▶ AIM OF THE EXERCISE
Reproduce each of the records below line for line, without changing a single character.

▶ INFORMATION SUPPLIED
◆ ◆ ◆ ◆ ◆
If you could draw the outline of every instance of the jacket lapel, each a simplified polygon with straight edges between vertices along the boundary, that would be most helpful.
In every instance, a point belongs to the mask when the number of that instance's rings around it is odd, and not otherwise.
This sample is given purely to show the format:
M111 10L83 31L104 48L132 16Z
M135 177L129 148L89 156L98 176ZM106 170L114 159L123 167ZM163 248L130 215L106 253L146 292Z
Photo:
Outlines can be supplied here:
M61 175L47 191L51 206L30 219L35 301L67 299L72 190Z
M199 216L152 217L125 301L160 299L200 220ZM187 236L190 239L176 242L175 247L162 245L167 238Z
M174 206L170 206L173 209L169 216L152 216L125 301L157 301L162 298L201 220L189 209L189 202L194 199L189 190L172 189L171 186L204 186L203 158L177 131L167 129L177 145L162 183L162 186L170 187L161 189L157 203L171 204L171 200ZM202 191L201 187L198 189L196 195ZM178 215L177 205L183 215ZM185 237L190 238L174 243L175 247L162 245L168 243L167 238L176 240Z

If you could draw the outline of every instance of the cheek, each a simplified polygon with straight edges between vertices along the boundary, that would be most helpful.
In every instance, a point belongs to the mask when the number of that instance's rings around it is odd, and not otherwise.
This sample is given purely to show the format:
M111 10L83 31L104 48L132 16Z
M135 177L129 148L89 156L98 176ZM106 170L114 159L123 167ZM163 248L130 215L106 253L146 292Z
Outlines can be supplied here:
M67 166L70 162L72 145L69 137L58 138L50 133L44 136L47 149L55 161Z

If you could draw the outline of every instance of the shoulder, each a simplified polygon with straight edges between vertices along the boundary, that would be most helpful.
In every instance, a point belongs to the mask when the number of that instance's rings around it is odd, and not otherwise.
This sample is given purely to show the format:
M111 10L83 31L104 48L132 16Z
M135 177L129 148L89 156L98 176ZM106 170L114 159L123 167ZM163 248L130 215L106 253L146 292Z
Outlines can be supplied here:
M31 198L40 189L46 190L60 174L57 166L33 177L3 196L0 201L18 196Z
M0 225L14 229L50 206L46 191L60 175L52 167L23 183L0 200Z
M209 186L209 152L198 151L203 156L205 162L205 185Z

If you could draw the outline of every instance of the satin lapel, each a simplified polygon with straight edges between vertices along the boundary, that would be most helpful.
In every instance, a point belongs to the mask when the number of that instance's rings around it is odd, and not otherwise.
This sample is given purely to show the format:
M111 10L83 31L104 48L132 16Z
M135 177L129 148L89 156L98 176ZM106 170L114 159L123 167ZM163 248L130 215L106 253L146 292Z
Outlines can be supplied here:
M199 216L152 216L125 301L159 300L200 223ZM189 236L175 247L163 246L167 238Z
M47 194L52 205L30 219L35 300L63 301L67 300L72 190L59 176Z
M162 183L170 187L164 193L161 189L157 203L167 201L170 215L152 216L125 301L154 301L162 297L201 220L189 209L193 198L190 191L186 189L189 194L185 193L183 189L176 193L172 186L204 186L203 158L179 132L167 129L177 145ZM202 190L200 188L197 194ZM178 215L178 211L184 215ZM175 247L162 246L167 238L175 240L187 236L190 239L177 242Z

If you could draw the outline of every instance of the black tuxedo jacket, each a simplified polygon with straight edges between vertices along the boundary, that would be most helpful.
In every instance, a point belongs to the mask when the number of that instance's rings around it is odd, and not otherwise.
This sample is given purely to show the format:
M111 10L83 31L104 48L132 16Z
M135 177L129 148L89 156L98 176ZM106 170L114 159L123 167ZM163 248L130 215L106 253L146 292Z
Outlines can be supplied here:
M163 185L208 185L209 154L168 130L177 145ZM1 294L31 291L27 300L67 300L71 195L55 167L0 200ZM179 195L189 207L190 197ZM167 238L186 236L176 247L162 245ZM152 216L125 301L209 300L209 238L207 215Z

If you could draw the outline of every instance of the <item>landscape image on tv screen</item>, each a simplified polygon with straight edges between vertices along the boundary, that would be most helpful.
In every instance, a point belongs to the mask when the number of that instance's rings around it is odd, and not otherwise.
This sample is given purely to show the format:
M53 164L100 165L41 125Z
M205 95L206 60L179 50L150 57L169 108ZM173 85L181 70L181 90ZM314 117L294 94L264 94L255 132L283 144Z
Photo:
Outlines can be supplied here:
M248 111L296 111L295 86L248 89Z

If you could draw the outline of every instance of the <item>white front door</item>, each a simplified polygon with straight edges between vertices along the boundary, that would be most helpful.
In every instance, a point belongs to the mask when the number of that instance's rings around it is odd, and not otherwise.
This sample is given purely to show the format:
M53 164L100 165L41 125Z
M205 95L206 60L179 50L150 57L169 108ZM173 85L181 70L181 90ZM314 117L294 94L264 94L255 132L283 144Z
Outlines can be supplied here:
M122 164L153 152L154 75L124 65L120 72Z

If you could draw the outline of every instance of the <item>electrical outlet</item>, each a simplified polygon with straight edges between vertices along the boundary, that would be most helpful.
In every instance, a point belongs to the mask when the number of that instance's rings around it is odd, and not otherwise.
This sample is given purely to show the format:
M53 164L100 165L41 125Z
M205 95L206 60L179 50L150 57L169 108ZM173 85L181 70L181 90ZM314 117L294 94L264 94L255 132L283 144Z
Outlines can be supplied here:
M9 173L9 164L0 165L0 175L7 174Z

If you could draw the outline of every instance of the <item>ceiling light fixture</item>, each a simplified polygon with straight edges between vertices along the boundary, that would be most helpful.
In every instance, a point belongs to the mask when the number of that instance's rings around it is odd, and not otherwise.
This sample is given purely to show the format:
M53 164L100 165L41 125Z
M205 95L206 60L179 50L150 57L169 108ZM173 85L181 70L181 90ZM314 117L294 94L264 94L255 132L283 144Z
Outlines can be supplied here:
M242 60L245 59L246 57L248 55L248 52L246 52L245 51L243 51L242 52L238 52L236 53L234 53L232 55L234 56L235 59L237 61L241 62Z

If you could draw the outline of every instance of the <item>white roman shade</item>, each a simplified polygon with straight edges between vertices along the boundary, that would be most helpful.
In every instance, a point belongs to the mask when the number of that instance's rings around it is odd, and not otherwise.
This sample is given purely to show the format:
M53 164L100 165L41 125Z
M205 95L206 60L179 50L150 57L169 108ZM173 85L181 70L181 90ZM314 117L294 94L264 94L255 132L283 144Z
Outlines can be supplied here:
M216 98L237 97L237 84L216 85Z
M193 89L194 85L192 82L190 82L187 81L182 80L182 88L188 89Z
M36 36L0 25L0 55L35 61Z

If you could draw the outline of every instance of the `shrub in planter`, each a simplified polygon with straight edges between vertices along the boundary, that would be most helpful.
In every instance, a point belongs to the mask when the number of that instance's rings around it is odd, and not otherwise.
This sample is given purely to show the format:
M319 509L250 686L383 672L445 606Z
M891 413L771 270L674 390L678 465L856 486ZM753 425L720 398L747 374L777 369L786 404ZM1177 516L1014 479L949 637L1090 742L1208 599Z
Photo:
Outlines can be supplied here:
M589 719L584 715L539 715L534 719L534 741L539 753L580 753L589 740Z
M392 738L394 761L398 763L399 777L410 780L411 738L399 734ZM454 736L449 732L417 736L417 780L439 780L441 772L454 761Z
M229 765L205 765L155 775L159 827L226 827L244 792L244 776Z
◆ ◆ ◆ ◆ ◆
▶ OUTPUT FOR THIS TASK
If you could draw the outline of every instance of the jacket lapel, each a simplified polygon with straight edges between vertices along the boundary, that would be most helpful.
In every instance, a point belongs to the mask when the number of that instance's rings around it is odd, and not otherwise.
This sample is given purely to show the format:
M111 10L83 31L104 48L132 16Z
M135 177L129 148L89 156L98 176ZM106 170L114 159L123 167ZM163 248L130 215L106 253L146 292Z
Photo:
Outlines can be supplied here:
M61 175L47 191L51 206L30 219L35 301L67 299L72 190Z
M199 216L152 217L125 301L160 299L200 220ZM187 236L190 239L176 242L175 247L162 245L167 238Z
M174 206L170 206L173 209L169 216L152 216L125 301L157 301L162 298L201 220L189 209L189 202L194 199L189 190L172 189L171 186L204 186L203 158L177 131L167 129L177 145L162 183L162 186L170 187L161 189L157 203L171 204L171 200ZM202 191L201 187L198 189L196 195ZM178 215L177 205L183 215ZM185 237L190 238L174 243L175 247L162 245L168 243L167 238L176 240Z

If you could draw the outline of every instance of the cheek, each a simplified polygon with straight edges between vertices along the boundary, that would be most helpful.
In every instance, a point belongs to the mask when the number of that instance's rings around it is odd, and not otherwise.
This sample is given purely to show the format:
M111 10L83 31L104 48L132 16Z
M135 177L129 148L89 156L98 176ZM106 170L114 159L123 167ZM163 248L130 215L106 253L146 292Z
Outlines can be supplied here:
M67 166L70 162L72 145L69 137L58 138L50 133L44 136L47 149L55 161Z

If you could draw the outline of every instance of the shoulder, each a simplified polygon with straight edges between vertices along the boundary, that would be most helpful.
In every instance, a point belongs to the mask when the number of that instance's rings around it is odd, and not otherwise.
This sample is given purely to show the format:
M111 10L83 31L104 48L132 16Z
M135 177L129 148L89 156L98 176ZM106 170L114 159L123 167ZM163 248L130 215L106 253L146 292Z
Outlines can be supplied here:
M31 198L40 189L46 190L60 174L57 166L33 177L3 196L0 201L18 196Z
M0 225L14 229L50 206L46 191L60 175L52 167L23 183L0 200Z
M209 186L209 152L198 151L203 156L205 162L205 185Z

If you could draw the outline of every instance of the satin lapel, each a simplified polygon with straight edges between vertices along the boundary, that would be most helpful.
In every instance, a point belongs to the mask when the number of that instance's rings around it is odd, and not otherwise.
This sample is given purely to show the format:
M111 10L83 31L104 48L132 16Z
M135 177L129 148L89 156L98 176ZM106 170L114 159L123 167ZM163 248L130 215L106 253L146 292Z
Outlines can be supplied here:
M199 216L152 216L125 301L159 300L200 223ZM189 236L175 247L163 246L167 238Z
M47 194L52 205L30 219L35 300L63 301L67 300L72 190L59 176Z
M162 183L170 187L164 193L161 189L157 203L167 201L170 215L152 216L125 301L154 301L162 297L201 220L189 209L193 198L190 191L186 189L189 194L185 193L183 189L176 193L172 186L204 186L203 158L179 132L167 129L177 145ZM202 190L200 188L197 194ZM178 215L178 211L184 215ZM175 247L162 246L167 238L175 240L187 236L190 239L177 242Z

If you could draw the outline of every instance of the black tuxedo jacket, each a simplified polygon with straight edges between vertices along the boundary, that would be most helpful.
In every instance, a point belongs to the mask when the number of that instance's rings around it is odd, and not otherwise.
This sample is given purely to show the format:
M111 10L83 31L104 48L132 16Z
M135 177L129 148L89 156L98 176ZM106 170L114 159L123 167ZM163 248L130 215L106 253L146 292Z
Outlines can be supplied here:
M163 185L208 185L209 154L168 130L177 145ZM1 294L31 291L27 300L67 300L71 195L55 167L0 200ZM179 195L189 207L190 197ZM167 238L186 236L176 247L162 245ZM152 216L125 301L209 300L209 238L207 215Z

If you could draw the outline of every instance of the <item>landscape image on tv screen</item>, each a simplified polygon with straight edges between vertices along the boundary, that would be most helpful.
In every instance, a point belongs to the mask when the number of that instance's rings around it is odd, and not otherwise.
This sample is given purely to show the format:
M53 164L100 165L41 125Z
M205 95L206 60L179 50L150 57L169 108ZM173 85L181 70L181 90ZM314 117L294 94L264 94L255 132L283 144Z
Photo:
Outlines can be supplied here:
M248 111L296 111L295 86L248 89Z

If you could draw the outline of every instance of the <item>white front door</item>, each a simplified polygon with straight edges between vertices along the boundary, that would be most helpful.
In every instance, a point belongs to the mask when the number of that instance's rings around it is odd, and not otherwise.
This sample is given purely to show the format:
M53 164L100 165L41 125Z
M205 95L206 60L179 50L150 57L169 108ZM173 85L181 70L181 90ZM314 117L294 94L264 94L255 132L283 144Z
Outlines can be supplied here:
M122 164L153 152L154 75L124 65L120 72Z

If you could draw the outline of every instance of the <item>electrical outlet</item>, each a simplified polygon with straight edges between vertices along the boundary, that would be most helpful.
In every instance, a point belongs to the mask when the number of that instance's rings around it is odd, and not otherwise.
This sample is given purely to show the format:
M53 164L100 165L41 125Z
M205 95L206 60L179 50L150 57L169 108ZM173 85L181 70L181 90ZM314 117L294 94L264 94L255 132L283 144Z
Outlines can be supplied here:
M9 173L9 164L0 165L0 175L7 174Z

If you could draw the outline of every instance of the <item>ceiling light fixture</item>, each a simplified polygon with straight edges between vertices along the boundary, that would be most helpful.
In every instance, a point belongs to the mask when the number of that instance's rings around it is odd, and not otherwise.
This sample is given purely to show the format:
M53 164L100 165L41 125Z
M205 95L206 60L179 50L150 57L169 108ZM173 85L181 70L181 90ZM314 117L294 94L264 94L255 132L283 144Z
Outlines can be supplied here:
M242 60L245 59L246 57L248 55L248 52L246 52L245 51L243 51L242 52L238 52L236 53L234 53L232 55L234 56L235 59L237 61L241 62Z

If you could draw the outline of every instance of the <item>white roman shade</item>, each a simplified polygon with straight edges between vertices along the boundary, that would be most helpful.
In every instance, a point belongs to the mask when the number of that instance's rings around it is odd, and not otherwise.
This sample is given purely to show the format:
M53 164L100 165L41 125Z
M205 95L206 60L179 50L150 57L169 108ZM173 85L181 70L181 90ZM314 117L294 94L264 94L255 132L283 144Z
Outlines can be supplied here:
M216 98L237 97L237 84L216 85Z
M193 89L194 85L192 82L190 82L187 81L182 80L182 88L188 89Z
M36 36L0 25L0 55L35 61Z

If you could draw the outline of every instance of the `shrub in planter`, each a simplified polygon with straight edges between vertices along the boundary, that would be most helpful.
In every instance, a point belongs to the mask when the number of that instance's rings around it is odd, and not otherwise.
This sample is given purely to show the format:
M319 509L250 686L383 672L445 606Z
M891 413L771 270L674 390L678 465L856 486ZM753 425L720 398L747 374L777 369L786 404ZM1177 516L1014 479L949 637L1090 742L1208 599Z
Photo:
Outlines can be supplied here:
M589 719L584 715L539 715L534 719L534 741L539 753L580 753L589 740Z
M392 738L394 761L398 763L399 777L410 780L411 738L399 734ZM454 736L449 732L417 736L417 780L439 780L441 772L454 761Z
M229 765L205 765L155 775L159 827L226 827L244 792L244 776Z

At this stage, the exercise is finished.